I have sent the second part of the patch about the Kafka Source
https://github.com/apache/pulsar/pull/10002

With this second patch we are able to support non String keys and also
we are applying Schema information to the Pulsar topic.

When the key deserializer is StringDeserializer we use the decoded key
as Pulsar key.
When the key is not StringDeserializer then we use the Pulsar KeyValue
data type, with SEPARATED key encoding .

This way on the topic we have a Schema for the key and a Schema for the value.
The key is encoded into the Pulsar key (SEPARATED) and so it is used
for routing and for compaction.

Please take a look if you are interested,
there is still much work to be done, but the results are promising

Enrico

Il giorno lun 1 mar 2021 alle ore 22:32 Enrico Olivelli
<eolive...@gmail.com> ha scritto:
>
>
>
> Il Lun 1 Mar 2021, 22:20 Sijie Guo <guosi...@gmail.com> ha scritto:
>>
>> Enrico - I have just reviewed the PR. I don't think you addressed your
>> comments. I still have the concern how this PR is implemented. I'd prefer
>> to keep the Kafka deserializer as simple as possible. We should keep the
>> schema cache and the logic to fetch confluent schema in the source
>> connector.
>
>
> Okay. I will update the patch accordingly.
> Thanks
>
> Enrico
>
>>
>> - Sijie
>>
>> On Mon, Mar 1, 2021 at 1:04 PM Sijie Guo <guosi...@gmail.com> wrote:
>>
>> > Apologized for the delay! Reviewing it now.
>> >
>> > - Sijie
>> >
>> > On Sun, Feb 28, 2021 at 11:29 PM Enrico Olivelli <eolive...@gmail.com>
>> > wrote:
>> >
>> >> Hello,
>> >> Please bear with me, I really want this work to go forward  :-)
>> >>
>> >> @Sijie, I know that you are super busy, so I would like to not put
>> >> pressure on you, and I thank you very much for your useful comments on
>> >> the PR.
>> >>
>> >> Our Pulsar community is big and it is still growing
>> >> IMHO it would be a very good thing that others in the community take a
>> >> look as well.
>> >>
>> >> The first patch is not so big work and it is hard to review.
>> >> As a general approach I prefer to send little patches, this way it is
>> >> easy to understand what's going on.
>> >>
>> >> Code is not written in the stone, and we can always make improvements.
>> >> My plan is to continue working on the Kafka connector and send more
>> >> patches until I have covered all of the use cases of my interest
>> >> (basically around enterprise features, like Schema, Multi topic...)
>> >>
>> >> I would like to work directly here within the project by sending pull
>> >> requests to the ASF repo and I am not willing to not create my own
>> >> Kafka Connector fork.
>> >> I believe this is the best approach for the community,
>> >> but I need some support from the group.

• [Objectives]:
**A.** Answer these questions about the Kafka Source thread:
(i) What key encoding is used with the Pulsar KeyValue data type when the key deserializer is not StringDeserializer?
(ii) What two things did Sijie want kept in the source connector?
(iii) What kind of patches does Enrico prefer to send as a general approach?
**B.** Pick up the Kafka Source thread after its last sentence and continue it.

Saved data entries:
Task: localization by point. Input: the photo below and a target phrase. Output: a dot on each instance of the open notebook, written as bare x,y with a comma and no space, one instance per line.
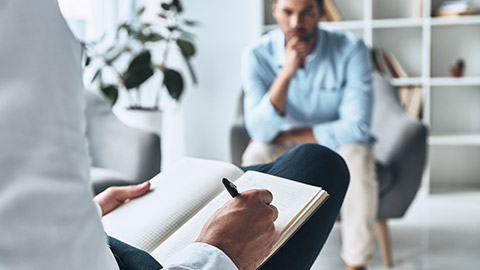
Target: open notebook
183,197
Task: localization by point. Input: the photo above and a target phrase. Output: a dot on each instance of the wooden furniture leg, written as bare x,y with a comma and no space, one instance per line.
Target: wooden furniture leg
383,236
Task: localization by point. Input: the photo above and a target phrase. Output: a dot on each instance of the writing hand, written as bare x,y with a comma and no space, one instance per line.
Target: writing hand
113,197
243,228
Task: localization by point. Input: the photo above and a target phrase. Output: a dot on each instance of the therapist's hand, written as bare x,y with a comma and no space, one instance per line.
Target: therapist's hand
113,197
243,228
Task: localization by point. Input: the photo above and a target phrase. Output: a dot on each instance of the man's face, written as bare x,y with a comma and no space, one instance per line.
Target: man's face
297,18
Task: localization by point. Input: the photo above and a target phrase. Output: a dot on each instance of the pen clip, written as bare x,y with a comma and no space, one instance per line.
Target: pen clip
231,188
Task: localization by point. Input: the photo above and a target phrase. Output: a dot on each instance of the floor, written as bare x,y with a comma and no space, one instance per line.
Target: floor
439,232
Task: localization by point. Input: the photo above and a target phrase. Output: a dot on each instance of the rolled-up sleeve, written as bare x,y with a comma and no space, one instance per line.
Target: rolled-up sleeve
201,256
355,110
262,120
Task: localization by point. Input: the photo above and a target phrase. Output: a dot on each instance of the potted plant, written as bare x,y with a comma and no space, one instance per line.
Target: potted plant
138,51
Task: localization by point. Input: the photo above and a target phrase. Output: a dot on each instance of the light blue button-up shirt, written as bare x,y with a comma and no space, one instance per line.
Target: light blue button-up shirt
332,94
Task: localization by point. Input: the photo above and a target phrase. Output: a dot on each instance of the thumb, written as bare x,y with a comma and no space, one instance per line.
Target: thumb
135,191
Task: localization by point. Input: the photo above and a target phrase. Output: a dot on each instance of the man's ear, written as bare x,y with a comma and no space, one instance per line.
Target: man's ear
274,7
323,14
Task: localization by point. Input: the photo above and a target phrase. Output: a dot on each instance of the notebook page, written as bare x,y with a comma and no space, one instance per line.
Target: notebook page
288,196
177,194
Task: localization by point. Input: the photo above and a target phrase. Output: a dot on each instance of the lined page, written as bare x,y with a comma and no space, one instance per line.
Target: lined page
288,196
177,194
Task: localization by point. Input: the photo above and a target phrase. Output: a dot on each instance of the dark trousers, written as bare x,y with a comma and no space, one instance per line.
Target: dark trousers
311,164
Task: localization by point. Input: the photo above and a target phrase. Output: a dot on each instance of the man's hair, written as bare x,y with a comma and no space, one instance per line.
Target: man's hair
319,3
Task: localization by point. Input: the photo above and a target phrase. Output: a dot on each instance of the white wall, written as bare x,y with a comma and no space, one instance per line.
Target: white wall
227,27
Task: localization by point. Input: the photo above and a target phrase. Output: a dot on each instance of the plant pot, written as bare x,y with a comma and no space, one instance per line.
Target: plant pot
149,120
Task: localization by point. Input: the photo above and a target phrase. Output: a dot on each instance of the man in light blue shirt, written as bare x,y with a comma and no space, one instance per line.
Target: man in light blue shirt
303,84
47,217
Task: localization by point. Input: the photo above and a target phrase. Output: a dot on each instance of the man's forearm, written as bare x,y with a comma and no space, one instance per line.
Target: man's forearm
278,91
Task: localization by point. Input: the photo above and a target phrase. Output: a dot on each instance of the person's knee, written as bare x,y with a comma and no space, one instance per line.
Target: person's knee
328,161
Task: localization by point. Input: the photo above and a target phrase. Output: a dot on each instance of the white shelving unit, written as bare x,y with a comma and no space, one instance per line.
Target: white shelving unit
427,46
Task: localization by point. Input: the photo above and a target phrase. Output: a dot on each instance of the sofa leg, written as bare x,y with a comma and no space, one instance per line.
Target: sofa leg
383,236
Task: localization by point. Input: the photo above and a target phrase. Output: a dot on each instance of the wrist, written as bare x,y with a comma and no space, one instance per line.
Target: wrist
287,73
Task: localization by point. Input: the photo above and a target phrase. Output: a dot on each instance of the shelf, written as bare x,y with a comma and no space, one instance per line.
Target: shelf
460,20
450,81
397,23
269,27
455,139
344,25
414,81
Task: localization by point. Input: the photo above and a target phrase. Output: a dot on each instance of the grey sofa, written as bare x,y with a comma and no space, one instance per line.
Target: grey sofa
400,154
120,155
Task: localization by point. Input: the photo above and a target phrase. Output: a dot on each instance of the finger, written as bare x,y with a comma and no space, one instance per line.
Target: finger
140,189
275,212
265,196
133,191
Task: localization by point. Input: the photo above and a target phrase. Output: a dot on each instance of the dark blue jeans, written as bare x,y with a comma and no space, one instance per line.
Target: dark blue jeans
311,164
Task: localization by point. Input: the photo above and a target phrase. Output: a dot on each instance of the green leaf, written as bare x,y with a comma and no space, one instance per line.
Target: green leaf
192,72
174,83
153,37
88,60
187,48
166,6
186,33
111,92
141,10
98,75
139,70
113,53
190,22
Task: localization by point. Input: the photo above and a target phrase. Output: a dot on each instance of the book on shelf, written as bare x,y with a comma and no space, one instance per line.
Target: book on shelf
415,106
387,64
394,66
331,12
411,99
184,196
417,8
455,8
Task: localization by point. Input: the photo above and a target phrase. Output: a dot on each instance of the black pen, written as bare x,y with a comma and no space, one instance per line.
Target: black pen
231,188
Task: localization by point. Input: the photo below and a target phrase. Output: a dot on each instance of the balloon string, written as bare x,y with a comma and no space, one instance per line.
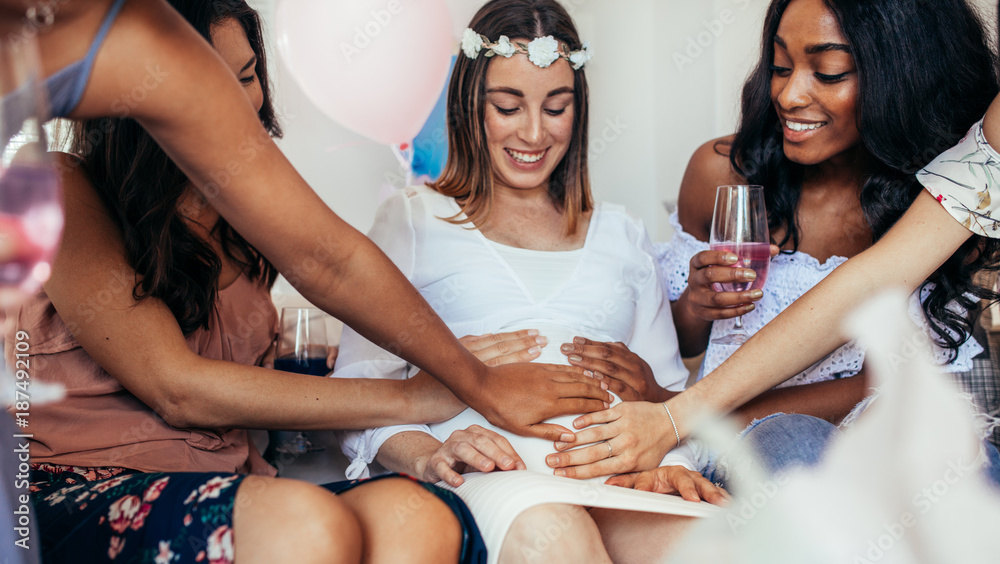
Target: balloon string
405,158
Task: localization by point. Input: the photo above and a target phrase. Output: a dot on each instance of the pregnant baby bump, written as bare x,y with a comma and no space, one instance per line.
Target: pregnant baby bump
532,450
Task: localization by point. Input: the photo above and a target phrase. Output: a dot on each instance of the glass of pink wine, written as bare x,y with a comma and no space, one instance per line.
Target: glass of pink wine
31,213
739,226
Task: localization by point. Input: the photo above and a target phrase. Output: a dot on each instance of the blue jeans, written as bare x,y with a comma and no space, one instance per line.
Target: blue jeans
782,441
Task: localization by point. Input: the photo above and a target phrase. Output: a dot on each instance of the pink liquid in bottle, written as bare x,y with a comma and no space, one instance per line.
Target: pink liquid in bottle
31,221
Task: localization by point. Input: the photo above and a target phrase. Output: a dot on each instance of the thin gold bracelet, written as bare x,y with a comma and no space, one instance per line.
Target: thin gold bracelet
673,423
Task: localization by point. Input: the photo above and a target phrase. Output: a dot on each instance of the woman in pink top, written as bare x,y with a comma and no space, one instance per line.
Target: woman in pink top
157,319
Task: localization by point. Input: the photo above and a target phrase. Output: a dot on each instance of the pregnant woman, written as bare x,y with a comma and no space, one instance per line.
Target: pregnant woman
507,240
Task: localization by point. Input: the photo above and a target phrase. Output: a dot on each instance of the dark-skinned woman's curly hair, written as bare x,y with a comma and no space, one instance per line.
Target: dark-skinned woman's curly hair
141,188
926,74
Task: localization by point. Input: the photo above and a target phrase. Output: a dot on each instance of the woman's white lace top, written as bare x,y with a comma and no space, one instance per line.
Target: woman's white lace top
790,276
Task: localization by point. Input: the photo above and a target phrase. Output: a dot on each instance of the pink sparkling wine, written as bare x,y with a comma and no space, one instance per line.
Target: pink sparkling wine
755,256
31,219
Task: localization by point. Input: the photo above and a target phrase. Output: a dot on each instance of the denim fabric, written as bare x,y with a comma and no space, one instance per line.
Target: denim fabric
783,441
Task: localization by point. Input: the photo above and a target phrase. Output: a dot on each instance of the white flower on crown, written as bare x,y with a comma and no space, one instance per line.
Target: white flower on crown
543,51
472,43
580,58
504,47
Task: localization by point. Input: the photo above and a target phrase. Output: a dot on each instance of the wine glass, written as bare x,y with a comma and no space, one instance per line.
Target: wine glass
739,226
31,214
302,349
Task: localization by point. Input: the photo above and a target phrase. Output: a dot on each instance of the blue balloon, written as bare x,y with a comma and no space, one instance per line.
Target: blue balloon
430,147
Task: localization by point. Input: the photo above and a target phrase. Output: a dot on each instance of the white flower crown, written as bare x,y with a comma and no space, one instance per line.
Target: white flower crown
542,51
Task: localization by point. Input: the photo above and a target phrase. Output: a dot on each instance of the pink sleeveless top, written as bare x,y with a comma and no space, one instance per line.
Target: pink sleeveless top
101,424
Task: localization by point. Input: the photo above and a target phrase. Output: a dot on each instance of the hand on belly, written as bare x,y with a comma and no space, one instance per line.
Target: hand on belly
531,450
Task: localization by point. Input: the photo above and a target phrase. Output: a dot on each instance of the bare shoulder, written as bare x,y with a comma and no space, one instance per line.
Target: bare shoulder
708,168
76,184
88,221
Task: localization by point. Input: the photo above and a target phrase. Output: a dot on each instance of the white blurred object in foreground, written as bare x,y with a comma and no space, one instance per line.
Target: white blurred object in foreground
903,485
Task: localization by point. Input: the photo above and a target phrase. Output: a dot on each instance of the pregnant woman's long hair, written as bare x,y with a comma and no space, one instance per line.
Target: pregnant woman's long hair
141,187
926,75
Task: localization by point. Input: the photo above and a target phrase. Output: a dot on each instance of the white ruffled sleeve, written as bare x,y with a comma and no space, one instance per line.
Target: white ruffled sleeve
964,180
691,454
654,337
395,234
675,258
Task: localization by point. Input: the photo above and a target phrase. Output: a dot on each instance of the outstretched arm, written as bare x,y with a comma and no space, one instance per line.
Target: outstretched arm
195,109
917,245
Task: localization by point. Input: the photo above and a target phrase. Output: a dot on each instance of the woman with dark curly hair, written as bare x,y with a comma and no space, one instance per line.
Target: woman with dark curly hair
158,322
849,101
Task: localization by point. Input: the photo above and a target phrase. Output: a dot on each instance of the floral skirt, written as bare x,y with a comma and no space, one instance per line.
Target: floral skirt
160,518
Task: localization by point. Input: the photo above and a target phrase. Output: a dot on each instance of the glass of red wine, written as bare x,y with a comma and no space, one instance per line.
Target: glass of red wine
739,226
301,348
31,213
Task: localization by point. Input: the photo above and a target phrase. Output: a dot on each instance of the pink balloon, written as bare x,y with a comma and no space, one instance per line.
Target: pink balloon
374,66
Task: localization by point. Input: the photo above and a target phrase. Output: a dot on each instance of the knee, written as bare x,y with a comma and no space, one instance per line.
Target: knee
547,533
418,513
330,526
297,520
403,521
784,441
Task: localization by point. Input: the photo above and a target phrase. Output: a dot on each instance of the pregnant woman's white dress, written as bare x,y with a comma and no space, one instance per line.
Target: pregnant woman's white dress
609,290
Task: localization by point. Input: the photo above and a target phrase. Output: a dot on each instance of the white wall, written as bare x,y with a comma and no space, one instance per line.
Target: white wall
666,77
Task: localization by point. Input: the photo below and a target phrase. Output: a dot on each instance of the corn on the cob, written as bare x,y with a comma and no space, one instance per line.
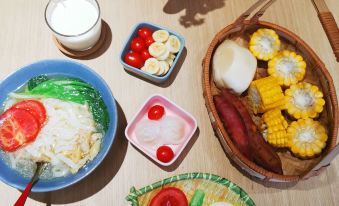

• [The responses]:
**A.**
(i) SEPARATED key encoding.
(ii) The schema cache and the logic to fetch confluent schema.
(iii) Little patches.

**B.**
>> >>
>> >> Best regards
>> >> Enrico
>> >>
>> >>
>> >>
>> >> Il giorno gio 25 feb 2021 alle ore 08:56 Sijie Guo
>> >> <guosi...@gmail.com> ha scritto:
>> >> >
>> >> > Apologized for the delay! Will review it again today or tomorrow.
>> >> >
>> >> > - Sijie
>> >> >
>> >> > On Wed, Feb 24, 2021 at 3:49 AM Enrico Olivelli <eolive...@gmail.com>
>> >> wrote:
>> >> >
>> >> > > Hello community,
>> >> > > It looks like only Sijie started to review this work.
>> >> > > https://github.com/apache/pulsar/pull/9448
>> >> > >
>> >> > > I wonder if others that are interested in Kafka compatibility may
>> >> have
>> >> > > time to check it out
>> >> > >
>> >> > > As said, this is only the first part of a series of implementations
>> >> we want
>> >> > > to do about this Connector
>> >> > >
>> >> > > Enrico
>> >> > >
>> >> > > Il giorno mar 16 feb 2021 alle ore 05:31 Sijie Guo <
>> >> guosi...@gmail.com> ha
>> >> > > scritto:
>> >> > >
>> >> > > > Thanks, I will review the PR.
>> >> > > >
>> >> > > > - Sijie
>> >> > > >
>> >> > > > On Mon, Feb 15, 2021 at 2:47 AM Enrico Olivelli <
>> >> eolive...@gmail.com>
>> >> > > > wrote:
>> >> > > >
>> >> > > > > Sijie,
>> >> > > > >
>> >> > > > > I managed to implement Avro support In KafkaBytesSource following
>> >> your
>> >> > > > > suggestions. Thanks.
>> >> > > > >
>> >> > > > > I would like to commit this initial patch and then add support
>> >> for all
>> >> > > of
>> >> > > > > the primitive Schemas as you did in (1) and for JSON.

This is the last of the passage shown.